Point localization data
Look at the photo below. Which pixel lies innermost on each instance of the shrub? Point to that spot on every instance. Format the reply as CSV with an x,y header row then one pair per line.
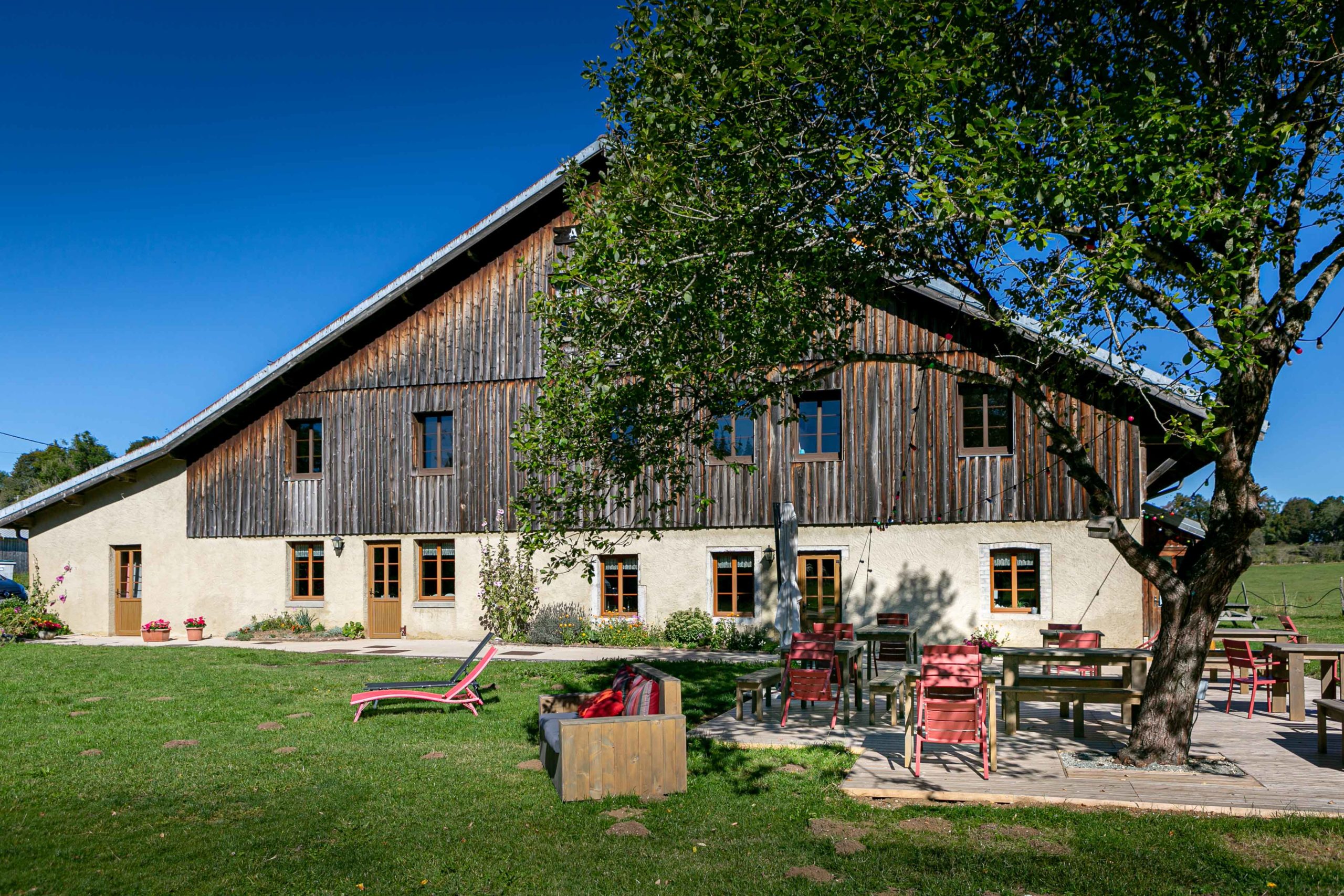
x,y
558,624
689,629
623,632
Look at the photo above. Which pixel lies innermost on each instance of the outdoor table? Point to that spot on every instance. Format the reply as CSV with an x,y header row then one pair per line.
x,y
991,678
1053,635
1288,679
1133,662
879,633
848,653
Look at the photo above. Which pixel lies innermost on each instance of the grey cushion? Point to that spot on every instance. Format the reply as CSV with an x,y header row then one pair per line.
x,y
550,723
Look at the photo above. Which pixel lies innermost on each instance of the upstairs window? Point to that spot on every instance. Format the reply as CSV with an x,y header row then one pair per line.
x,y
984,419
819,426
435,442
734,436
620,586
1016,581
306,449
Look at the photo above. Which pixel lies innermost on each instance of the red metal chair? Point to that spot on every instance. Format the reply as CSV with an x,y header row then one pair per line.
x,y
894,650
1240,656
1061,626
1074,640
811,681
951,700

Instructions for the task: An exact reproduction of the data is needed, with no pictures included.

Exercise solution:
Look at the photo below. Which pixel lies innermost on each instance of the shrub? Point to that spot on every instance. Format the reply as CSV with an x,y header row then one pair per line.
x,y
558,624
689,629
623,632
Look at the photo above. Which pixel lies innermost on each instance of the outdoor table? Point to that spot on every instance. Format the reply as CSV with an x,y header row then one pair per line.
x,y
991,678
1053,635
1288,679
1133,662
879,633
848,653
Look at the photo above. Which pixel lies innermost on each instance of the grey cushion? Point to that spot on every instance. Format the reply as CSV with an x,y header row then one pair per line.
x,y
550,723
Look at the photo above. Which pixel lies innermost on each instance of the upstairs window? Point to that spot on every instance. Format the reply as CSV with an x,y header row then one pair per line.
x,y
984,419
819,426
435,442
734,436
620,586
1016,581
306,449
Look at the photo above. Which pixel lies innermost on each instance of the red metal chair? Point to that spot on every instance. Format the reply as CSV with an x,y header row then one pair per line.
x,y
894,650
1240,656
1061,626
1074,640
811,681
951,700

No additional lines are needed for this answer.